May 10, 2021

What We’re Learning

In a blog posted after we began sheltering-in-place last year, I wrote about the opportunity for personal and organizational learning, and the way in which new approaches could be adopted and unproductive ones left behind. While the challenges kept coming through the year, I am grateful to my Foundation colleagues, who have worked together with dedication to support our grantee partners and to learn and grow. Our whole team is grateful to those partners for their commitment and passion, under the most difficult of circumstances.

Over the last year, the entire Foundation team, our staff and our trustees, have been engaging in two important efforts—the first a planned triennial review of our programs and the second a deep, facilitated diversity, equity, and inclusivity journey, working with Yavilah McCoy and her colleague, Michael Allison. This work has been synergistic and reinforcing. It reflects our commitment to learning and evolving as a foundation—which starts with the recognition that learning never stops.

Three cross-cutting themes emerged from our engagement with each other in the midst of a year that underscored how institutional racism is ingrained, persistent, and often weaponized: how we embed equity in our core work, think about the whole systems we’re seeking to shift, and support movements. Each of these inter-related ideas is, to us, a critical part of how change is made equitably and inclusively. Together, they represent important areas of increased focus resulting from greater clarity about the way we should apply our values and learning to our work and program goals.

First, the Foundation’s vision—by acting now and boldly, we can create a world where people and nature thrive together—can only be realized in an equitable and just world. Across our programs, we’re centering people in that equation, and we are elevating diversity, equity, inclusion, and justice in our strategies and our operations. You will hear directly from our program teams in blogs over the coming weeks about what this specifically looks like across our work in water, environmental education, and climate.

Second, we’re deepening our efforts to see and account in our strategies for the whole systems that need to shift to meet the goals we share with our partners. In the areas we work—and importantly, across them and beyond—what are the set of factors that are propelling the change our grantee partners seek? We invite full and open conversations that lay open the range of actions and interventions we need today.

Third, one manifestation of this approach is our increasing support for strong fields, movements, and long-term power building to ensure comprehensive and durable change. Our Foundation’s early years focused grantmaking largely on policy work, in part because of real opportunity across the federal policy landscape between 2012 and 2016, and in part because that’s what we knew best.

_ _ _ _

Tasks and exercises:
(1) Answer these questions about the foundation blog post above:
(a) Which two people worked with the Foundation team on its diversity, equity, and inclusivity journey?
(b) In which three areas of work will program teams describe their approach in upcoming blogs?
(c) Between which years did the post say there was real opportunity across the federal policy landscape?
(2) Carry on the foundation blog post above from its final sentence, keeping its voice and subject.

[Dataset entries]
_ _ _ _

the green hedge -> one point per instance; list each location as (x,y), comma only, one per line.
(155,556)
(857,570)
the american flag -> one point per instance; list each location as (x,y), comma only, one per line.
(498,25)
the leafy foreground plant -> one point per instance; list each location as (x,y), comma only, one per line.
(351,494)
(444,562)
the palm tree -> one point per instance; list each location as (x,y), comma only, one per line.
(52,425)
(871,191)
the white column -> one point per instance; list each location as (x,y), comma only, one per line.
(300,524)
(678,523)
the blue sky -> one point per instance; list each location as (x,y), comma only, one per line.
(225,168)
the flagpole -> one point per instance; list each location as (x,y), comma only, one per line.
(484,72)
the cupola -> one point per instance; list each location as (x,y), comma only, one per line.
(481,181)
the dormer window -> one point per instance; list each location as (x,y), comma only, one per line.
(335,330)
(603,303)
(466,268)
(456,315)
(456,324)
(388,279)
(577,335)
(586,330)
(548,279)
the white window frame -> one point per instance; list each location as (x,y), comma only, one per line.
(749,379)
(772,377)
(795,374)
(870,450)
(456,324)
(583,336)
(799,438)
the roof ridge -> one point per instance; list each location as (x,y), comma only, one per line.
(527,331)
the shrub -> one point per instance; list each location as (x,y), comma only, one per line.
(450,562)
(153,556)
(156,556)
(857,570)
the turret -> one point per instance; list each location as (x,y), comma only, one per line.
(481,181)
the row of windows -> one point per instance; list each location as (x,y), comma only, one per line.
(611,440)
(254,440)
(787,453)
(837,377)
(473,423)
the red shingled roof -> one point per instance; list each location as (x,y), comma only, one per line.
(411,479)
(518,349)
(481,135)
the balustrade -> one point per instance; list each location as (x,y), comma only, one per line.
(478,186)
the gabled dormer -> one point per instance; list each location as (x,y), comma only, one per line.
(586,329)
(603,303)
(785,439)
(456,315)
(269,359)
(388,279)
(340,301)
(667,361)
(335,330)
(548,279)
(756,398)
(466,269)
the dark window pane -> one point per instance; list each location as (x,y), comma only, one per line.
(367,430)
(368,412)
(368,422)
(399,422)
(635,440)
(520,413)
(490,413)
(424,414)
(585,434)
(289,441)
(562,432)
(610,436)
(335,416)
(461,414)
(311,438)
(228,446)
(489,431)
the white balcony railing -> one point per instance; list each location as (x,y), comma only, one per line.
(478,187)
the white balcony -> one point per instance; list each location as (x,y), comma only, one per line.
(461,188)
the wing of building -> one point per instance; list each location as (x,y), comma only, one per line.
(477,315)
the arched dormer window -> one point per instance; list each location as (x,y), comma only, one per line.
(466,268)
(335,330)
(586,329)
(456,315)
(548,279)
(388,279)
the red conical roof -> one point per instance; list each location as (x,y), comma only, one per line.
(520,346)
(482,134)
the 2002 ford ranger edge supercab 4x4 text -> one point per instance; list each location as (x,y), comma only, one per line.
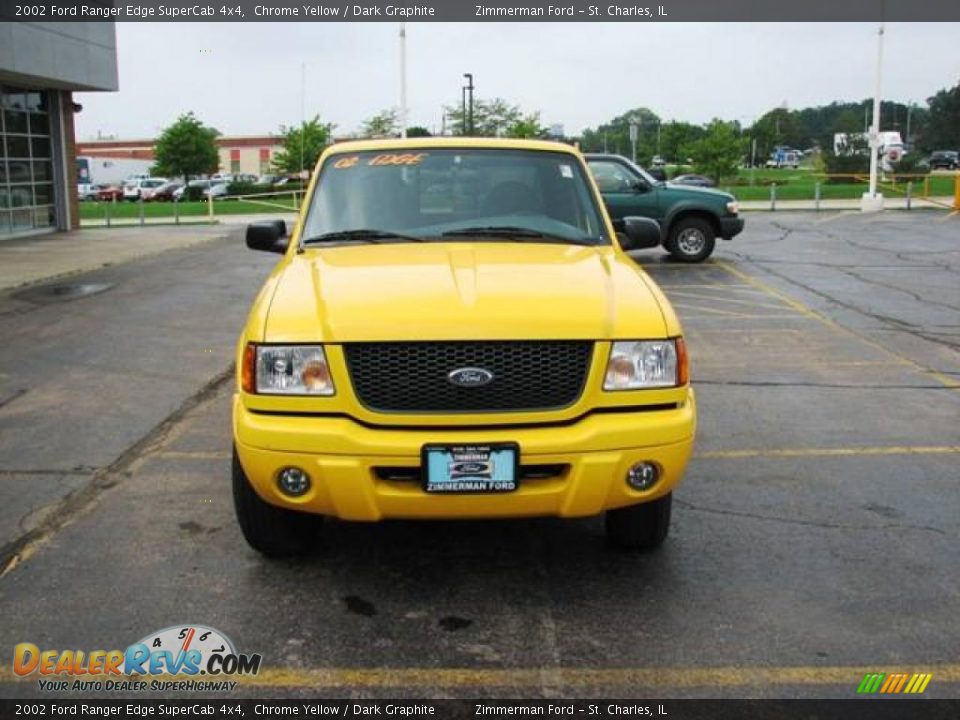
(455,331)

_ _ _ _

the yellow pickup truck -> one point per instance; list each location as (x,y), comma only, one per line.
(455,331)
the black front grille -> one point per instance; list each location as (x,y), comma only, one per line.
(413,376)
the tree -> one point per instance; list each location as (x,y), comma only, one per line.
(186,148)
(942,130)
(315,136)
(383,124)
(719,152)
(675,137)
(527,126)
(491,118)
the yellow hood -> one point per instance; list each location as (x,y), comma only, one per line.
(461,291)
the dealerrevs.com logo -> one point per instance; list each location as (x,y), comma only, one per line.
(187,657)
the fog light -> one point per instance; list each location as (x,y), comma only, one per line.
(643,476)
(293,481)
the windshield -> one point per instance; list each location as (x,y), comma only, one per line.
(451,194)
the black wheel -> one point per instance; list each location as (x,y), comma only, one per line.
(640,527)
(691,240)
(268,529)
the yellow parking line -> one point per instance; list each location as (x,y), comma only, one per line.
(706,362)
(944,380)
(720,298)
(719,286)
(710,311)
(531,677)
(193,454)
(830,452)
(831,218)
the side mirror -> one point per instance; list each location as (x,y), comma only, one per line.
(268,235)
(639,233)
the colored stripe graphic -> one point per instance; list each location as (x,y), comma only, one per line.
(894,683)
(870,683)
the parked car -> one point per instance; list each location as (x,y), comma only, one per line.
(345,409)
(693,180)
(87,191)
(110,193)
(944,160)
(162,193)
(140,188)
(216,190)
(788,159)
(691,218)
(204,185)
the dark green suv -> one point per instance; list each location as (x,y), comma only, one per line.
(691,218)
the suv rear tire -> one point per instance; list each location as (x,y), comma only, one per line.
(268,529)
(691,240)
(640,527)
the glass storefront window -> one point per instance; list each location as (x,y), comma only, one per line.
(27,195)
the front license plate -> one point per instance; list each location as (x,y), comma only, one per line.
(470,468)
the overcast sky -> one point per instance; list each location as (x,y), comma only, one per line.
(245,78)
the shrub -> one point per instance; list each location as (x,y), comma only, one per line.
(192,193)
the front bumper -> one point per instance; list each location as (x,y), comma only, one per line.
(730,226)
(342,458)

_ _ _ _

Exercise responses:
(1)
(a) Yavilah McCoy and her colleague, Michael Allison.
(b) Water, environmental education, and climate.
(c) Between 2012 and 2016.

(2)
But a good policy concept without power often amounts to little more than an interesting idea. To keep up with the pace and scale of change, its essential to support the infrastructure for movements, since these investments can provide the tools and nurture the relationships that enable people and organizations to work together effectively. This isn’t just a nice idea; it is an instrumental one. No one organization alone, or even a few, can address the environmental and justice challenges that are mounting.

Of course, these themes themselves connect, even though I have described each of them individually.  And so too are there real and meaningful connections between what we fund and our practices, how we show up outside our walls, and how we work together as a Foundation team. You’ll see blogs over the course of the year that share our learning and evolution in these areas too, including how we make grants to how we partner with grantees.

At the beginning of the pandemic, I wrote that one thing we can take from this moment is a deeper resolve, reinforced now in our lived experience, that apparently fixed objects aren’t always. Big systems can change—and we seek to be part of efforts to move them. The work our team has done over the last year toward this vision is far from finished, but already our grantmaking is evolving to support more movement backbone organizations, organizations rooted in and led by frontline communities, and voices offering important and critical insights on the way forward. We will keep you posted and seek your feedback as we support our partners, existing and new, who are doing the work now that will shape our collective experience tomorrow.